• **PAGE EXTRACT**:
Hi all,
I had my gynaecologist appointment today for PCOS - I'm going to be using a known donor for insemination, I don't have regular periods (I've never had a positive OPK either - had a thread about that the other day - now using OvuSense), I have classic facial hair of PCOS.
It wasn't at all useful and I'm just so sad at the moment.
My GP was shocked I'd never had any 'treatment' for the PCOS (when it was diagnosed 10yrs ago I was quite literally told I had it by the woman who did my scan and that was it - the GP didn't want to know as I wasn't actively trying to have a baby).
The GP asked if I'd ever been prescribed Metformin, which I haven't.
The registrar I saw this afternoon (an hour past my appointment time - I know it can't be helped, but it didn't improve my mood any when it was a useless appointment), who couldn't have cared less about the fertility side.

• **DATA RECORDS**:
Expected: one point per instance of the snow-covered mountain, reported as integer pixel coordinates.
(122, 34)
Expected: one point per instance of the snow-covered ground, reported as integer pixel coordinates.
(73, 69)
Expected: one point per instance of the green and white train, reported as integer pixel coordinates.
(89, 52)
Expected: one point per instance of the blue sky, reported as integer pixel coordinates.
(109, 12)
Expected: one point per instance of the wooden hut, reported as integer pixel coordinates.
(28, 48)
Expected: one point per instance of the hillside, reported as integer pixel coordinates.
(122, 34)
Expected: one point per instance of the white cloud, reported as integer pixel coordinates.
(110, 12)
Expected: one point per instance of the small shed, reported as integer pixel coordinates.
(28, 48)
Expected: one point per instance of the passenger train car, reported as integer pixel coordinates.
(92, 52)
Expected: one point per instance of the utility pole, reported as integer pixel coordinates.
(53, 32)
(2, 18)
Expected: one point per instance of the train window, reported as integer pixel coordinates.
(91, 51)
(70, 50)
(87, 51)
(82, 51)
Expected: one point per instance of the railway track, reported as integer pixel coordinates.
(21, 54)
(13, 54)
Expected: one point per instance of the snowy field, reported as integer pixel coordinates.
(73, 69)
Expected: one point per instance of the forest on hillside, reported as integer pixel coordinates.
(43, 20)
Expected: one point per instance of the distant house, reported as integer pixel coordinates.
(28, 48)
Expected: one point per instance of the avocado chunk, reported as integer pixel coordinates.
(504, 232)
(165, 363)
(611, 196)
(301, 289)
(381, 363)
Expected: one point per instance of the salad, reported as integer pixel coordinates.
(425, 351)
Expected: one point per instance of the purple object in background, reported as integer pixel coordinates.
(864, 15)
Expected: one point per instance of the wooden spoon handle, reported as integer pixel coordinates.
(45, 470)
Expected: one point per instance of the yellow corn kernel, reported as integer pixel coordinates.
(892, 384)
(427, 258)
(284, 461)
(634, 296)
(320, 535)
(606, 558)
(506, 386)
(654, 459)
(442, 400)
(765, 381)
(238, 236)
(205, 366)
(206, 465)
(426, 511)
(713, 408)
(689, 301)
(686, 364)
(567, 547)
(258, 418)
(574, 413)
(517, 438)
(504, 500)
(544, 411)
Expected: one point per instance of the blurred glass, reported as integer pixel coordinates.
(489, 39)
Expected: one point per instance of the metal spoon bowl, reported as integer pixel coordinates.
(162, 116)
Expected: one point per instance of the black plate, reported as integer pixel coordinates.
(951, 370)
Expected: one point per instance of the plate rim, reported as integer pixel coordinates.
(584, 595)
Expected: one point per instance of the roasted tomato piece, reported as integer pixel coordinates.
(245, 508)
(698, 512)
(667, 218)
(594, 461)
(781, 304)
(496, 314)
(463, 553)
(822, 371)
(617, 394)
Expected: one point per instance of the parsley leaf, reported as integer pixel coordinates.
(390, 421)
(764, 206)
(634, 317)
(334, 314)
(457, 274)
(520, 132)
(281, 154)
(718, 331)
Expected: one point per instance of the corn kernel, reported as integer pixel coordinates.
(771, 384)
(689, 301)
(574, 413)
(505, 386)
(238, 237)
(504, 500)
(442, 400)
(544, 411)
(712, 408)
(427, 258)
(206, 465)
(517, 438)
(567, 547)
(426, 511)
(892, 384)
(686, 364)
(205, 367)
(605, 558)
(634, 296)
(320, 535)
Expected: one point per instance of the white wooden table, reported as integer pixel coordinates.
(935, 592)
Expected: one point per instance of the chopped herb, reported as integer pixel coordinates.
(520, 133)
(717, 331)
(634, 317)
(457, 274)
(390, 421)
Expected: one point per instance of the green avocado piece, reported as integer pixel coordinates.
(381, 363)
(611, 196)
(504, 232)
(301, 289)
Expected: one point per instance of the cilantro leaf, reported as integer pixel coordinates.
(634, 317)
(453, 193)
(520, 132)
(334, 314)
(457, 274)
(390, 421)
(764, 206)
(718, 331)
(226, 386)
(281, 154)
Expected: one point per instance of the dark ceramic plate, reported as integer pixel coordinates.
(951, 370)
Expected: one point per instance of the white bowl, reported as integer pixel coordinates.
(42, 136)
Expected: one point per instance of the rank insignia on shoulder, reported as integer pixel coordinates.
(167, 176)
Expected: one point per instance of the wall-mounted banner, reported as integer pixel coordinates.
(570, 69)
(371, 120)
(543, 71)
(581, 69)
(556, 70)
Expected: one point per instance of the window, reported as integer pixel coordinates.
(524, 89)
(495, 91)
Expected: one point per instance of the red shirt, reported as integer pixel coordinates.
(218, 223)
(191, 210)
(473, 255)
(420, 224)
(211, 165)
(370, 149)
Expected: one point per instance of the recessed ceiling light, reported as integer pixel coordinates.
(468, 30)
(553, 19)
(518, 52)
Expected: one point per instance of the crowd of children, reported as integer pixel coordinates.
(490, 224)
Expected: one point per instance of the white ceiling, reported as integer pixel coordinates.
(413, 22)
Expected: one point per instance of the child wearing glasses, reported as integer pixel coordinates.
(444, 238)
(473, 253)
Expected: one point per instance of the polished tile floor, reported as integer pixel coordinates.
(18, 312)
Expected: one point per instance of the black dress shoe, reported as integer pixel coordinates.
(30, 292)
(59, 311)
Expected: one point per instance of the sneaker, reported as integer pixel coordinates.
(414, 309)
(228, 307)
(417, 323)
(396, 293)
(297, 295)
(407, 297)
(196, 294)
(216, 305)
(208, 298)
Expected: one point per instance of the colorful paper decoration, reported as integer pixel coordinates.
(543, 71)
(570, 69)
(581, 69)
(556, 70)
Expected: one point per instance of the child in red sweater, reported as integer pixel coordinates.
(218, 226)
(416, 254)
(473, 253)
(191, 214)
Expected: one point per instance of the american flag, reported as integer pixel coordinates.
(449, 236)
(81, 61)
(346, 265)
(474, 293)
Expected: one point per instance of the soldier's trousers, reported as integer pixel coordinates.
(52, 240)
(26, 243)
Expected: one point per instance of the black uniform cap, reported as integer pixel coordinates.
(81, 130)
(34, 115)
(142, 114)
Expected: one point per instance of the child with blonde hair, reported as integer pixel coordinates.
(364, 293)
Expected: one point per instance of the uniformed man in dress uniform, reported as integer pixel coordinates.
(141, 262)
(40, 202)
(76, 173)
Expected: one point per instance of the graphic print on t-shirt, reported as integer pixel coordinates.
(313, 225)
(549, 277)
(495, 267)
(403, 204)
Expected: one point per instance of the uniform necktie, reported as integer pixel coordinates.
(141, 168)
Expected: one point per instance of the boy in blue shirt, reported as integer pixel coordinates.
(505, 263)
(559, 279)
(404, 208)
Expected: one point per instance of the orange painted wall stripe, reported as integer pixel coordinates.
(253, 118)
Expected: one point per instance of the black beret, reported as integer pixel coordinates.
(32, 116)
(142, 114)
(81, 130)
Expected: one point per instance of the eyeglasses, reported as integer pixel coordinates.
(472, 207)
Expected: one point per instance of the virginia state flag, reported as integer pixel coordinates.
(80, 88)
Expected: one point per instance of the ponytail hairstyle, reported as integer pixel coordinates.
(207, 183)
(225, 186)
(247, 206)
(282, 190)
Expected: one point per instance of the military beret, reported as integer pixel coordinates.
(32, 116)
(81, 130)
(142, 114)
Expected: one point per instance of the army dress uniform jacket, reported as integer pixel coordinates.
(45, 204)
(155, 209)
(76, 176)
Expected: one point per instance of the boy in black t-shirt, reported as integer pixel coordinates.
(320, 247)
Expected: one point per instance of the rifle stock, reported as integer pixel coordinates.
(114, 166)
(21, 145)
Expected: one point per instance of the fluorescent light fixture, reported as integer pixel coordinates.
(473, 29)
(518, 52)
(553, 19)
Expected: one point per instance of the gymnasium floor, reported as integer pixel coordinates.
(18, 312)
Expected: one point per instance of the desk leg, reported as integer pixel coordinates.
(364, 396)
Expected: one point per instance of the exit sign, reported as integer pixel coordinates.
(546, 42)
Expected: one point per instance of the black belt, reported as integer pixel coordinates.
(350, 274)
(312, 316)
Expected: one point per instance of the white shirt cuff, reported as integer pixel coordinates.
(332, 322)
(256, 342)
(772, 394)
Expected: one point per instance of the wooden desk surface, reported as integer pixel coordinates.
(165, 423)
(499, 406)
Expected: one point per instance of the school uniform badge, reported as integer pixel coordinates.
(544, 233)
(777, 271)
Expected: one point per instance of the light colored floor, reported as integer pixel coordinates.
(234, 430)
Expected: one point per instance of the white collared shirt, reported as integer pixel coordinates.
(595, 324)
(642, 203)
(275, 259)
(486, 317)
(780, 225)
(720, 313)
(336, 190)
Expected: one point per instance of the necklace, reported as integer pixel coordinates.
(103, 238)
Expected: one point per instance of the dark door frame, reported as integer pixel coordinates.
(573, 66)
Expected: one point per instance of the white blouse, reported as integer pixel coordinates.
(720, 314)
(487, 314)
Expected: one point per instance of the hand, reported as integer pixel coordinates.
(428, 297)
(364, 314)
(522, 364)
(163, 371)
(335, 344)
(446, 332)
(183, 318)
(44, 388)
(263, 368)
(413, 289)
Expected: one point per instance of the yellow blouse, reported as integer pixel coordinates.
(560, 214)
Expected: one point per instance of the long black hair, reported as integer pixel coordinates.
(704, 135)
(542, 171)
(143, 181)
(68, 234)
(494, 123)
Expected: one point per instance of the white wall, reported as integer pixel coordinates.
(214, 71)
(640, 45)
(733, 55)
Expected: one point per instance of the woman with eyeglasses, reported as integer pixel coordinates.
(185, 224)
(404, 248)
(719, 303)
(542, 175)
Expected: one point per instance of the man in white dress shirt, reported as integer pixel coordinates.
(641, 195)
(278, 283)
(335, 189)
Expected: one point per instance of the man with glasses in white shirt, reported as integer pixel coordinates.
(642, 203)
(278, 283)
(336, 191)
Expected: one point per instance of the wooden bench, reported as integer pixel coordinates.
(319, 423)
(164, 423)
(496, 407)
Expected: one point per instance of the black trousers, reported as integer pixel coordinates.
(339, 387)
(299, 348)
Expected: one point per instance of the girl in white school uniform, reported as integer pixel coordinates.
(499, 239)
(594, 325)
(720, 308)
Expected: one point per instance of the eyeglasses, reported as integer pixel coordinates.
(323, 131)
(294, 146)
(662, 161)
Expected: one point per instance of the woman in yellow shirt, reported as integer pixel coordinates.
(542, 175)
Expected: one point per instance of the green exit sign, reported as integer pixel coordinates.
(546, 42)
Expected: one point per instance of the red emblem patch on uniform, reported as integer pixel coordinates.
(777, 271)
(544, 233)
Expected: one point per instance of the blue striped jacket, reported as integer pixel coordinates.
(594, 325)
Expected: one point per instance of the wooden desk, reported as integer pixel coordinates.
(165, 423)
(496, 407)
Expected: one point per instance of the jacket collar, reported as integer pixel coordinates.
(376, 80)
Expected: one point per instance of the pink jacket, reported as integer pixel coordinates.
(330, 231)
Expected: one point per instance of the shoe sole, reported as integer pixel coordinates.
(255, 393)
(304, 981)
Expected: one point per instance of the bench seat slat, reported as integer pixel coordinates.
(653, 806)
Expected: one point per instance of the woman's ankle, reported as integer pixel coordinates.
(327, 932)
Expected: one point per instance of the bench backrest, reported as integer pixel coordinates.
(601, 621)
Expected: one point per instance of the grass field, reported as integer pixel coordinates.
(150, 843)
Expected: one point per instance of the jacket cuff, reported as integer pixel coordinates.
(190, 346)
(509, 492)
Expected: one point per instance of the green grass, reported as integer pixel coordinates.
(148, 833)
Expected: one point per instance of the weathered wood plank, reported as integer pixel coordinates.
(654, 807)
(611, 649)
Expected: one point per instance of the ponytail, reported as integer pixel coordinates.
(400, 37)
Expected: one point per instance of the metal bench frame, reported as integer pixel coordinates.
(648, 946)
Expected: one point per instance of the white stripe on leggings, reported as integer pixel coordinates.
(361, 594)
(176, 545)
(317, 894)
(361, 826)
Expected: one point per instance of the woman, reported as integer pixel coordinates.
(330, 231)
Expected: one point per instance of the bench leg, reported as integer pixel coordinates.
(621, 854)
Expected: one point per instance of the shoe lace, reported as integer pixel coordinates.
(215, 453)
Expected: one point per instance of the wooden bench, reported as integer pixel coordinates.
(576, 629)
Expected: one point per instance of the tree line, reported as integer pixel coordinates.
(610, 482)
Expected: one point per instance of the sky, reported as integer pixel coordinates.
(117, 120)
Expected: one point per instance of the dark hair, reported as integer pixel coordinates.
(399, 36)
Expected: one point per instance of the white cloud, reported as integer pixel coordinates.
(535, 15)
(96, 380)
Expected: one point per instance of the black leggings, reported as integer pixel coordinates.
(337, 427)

• **WORK TO COMPLETE**:
a – How would you render this sentence from the PCOS post in Spanish: "The GP asked if I'd ever been prescribed Metformin, which I haven't."
b – Could you carry the PCOS post forward from its last sentence?
The items come from a separate source and are unrelated to the PCOS post.

• **YOUR WRITTEN ANSWERS**:
a – El médico de cabecera me preguntó si alguna vez me habían recetado metformina, cosa que nunca ha ocurrido.

b –
She just told me to lose weight to help. I said I'd been trying and it was proving difficult. She just said to keep trying. I mentioned Metformin - nothing. I haven't not got pregnant yet. Which is true, I get that. 6 periods a year is fine apparently, the fact that they can be 23 days apart or 67 days apart is irrelevant.
Essentially, because I haven't failed at getting pregnant, they won't even look at the fertility side of things. I explained about the donor thing, the months of negative OPKs, just wanting a clearer view of what was going on - nope, not interested. I haven't proven there's a fertility issue.
I paid to have a scan privately a few weeks ago - showed cysts on both ovaries. Took the report and pictures to show, along with the blood work I'd had done on day 3 of my cycle (which she should have had, but didn't, and didn't want to keep a copy of) - not interested.
Conferred with her superior (the consultant) - yep, lose weight. We'll refer you to a dietician.
I'm just so sad about it all. I know I need to lose weight - it's not like I haven't been bloody trying - but once again the doctor hasn't seen a person, they've seen a fat person.
I know I'm not entitled to help getting pregnant on the NHS, and I accept that, but my GP said I could be seen on the NHS and probably prescribed Metformin.
I'm just so angry and sad about it all and wanted to vent I guess.
Congratulations if you got to the end of my essay!